-- BEGIN GIVEN RECORDS --

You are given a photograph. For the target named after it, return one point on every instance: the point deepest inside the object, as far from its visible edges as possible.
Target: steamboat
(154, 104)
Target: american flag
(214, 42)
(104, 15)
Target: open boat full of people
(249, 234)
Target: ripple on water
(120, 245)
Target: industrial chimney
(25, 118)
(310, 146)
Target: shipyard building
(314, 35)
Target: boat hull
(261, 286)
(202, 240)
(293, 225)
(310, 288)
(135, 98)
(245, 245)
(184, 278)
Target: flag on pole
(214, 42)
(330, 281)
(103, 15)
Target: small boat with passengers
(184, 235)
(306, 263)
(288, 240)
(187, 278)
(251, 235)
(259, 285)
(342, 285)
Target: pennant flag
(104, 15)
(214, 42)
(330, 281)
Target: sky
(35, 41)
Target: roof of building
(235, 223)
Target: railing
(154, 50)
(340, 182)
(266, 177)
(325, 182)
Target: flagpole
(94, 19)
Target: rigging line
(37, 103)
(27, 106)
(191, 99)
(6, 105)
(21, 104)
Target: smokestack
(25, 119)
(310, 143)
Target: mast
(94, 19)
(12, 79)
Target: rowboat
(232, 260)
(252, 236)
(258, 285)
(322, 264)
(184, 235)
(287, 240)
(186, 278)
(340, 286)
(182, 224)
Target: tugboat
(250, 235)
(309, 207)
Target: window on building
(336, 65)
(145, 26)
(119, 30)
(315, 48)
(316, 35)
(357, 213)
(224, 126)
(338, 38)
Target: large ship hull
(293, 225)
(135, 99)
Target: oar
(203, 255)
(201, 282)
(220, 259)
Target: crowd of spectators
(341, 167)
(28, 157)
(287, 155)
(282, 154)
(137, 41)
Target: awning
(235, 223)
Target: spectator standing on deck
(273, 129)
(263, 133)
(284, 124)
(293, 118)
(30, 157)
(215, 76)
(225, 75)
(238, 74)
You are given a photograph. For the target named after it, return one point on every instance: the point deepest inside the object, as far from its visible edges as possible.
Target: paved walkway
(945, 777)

-- END GIVEN RECORDS --

**WHAT NEEDS TO BE DONE**
Copy out every line of the items above word for word.

**ANSWER FOR THE TASK**
You are given a photograph. For the target named after it, return one point on every instance: the point deepest inside the object, as far from its visible edges as possible.
Target: steamboat
(154, 104)
Target: american flag
(214, 42)
(104, 15)
Target: open boat full of people
(249, 234)
Target: ripple on water
(120, 245)
Target: industrial chimney
(25, 118)
(310, 146)
Target: shipyard building
(314, 35)
Target: boat hull
(261, 286)
(202, 240)
(293, 225)
(310, 288)
(135, 98)
(245, 245)
(184, 278)
Target: flag on pole
(214, 42)
(330, 281)
(103, 15)
Target: small boat with passengers
(184, 235)
(306, 263)
(288, 240)
(187, 278)
(251, 235)
(259, 285)
(342, 285)
Target: pennant flag
(104, 15)
(214, 42)
(330, 281)
Target: sky
(35, 41)
Target: roof of building
(235, 223)
Target: railing
(154, 50)
(340, 182)
(266, 177)
(325, 182)
Target: flagpole
(94, 19)
Target: rigging line
(37, 103)
(27, 106)
(191, 99)
(6, 105)
(21, 104)
Target: smokestack
(25, 119)
(310, 143)
Target: mast
(94, 19)
(12, 79)
Target: rowboat
(232, 260)
(252, 236)
(258, 285)
(322, 264)
(184, 235)
(287, 240)
(186, 278)
(340, 286)
(182, 224)
Target: tugboat
(250, 235)
(309, 207)
Target: window on building
(336, 65)
(145, 26)
(119, 30)
(315, 48)
(316, 35)
(357, 213)
(224, 126)
(338, 38)
Target: large ship hull
(293, 225)
(135, 99)
Target: oar
(203, 255)
(201, 282)
(220, 259)
Target: crowd of spectators
(341, 167)
(28, 157)
(287, 155)
(282, 154)
(137, 41)
Target: awning
(235, 223)
Target: spectator standing on deck
(273, 129)
(263, 133)
(284, 124)
(293, 118)
(30, 157)
(215, 76)
(225, 75)
(238, 74)
You are given a photograph. For the target named after it, return one point on every instance: the point deepest inside the object, as far from its visible edges as possible.
Target: paved walkway
(945, 777)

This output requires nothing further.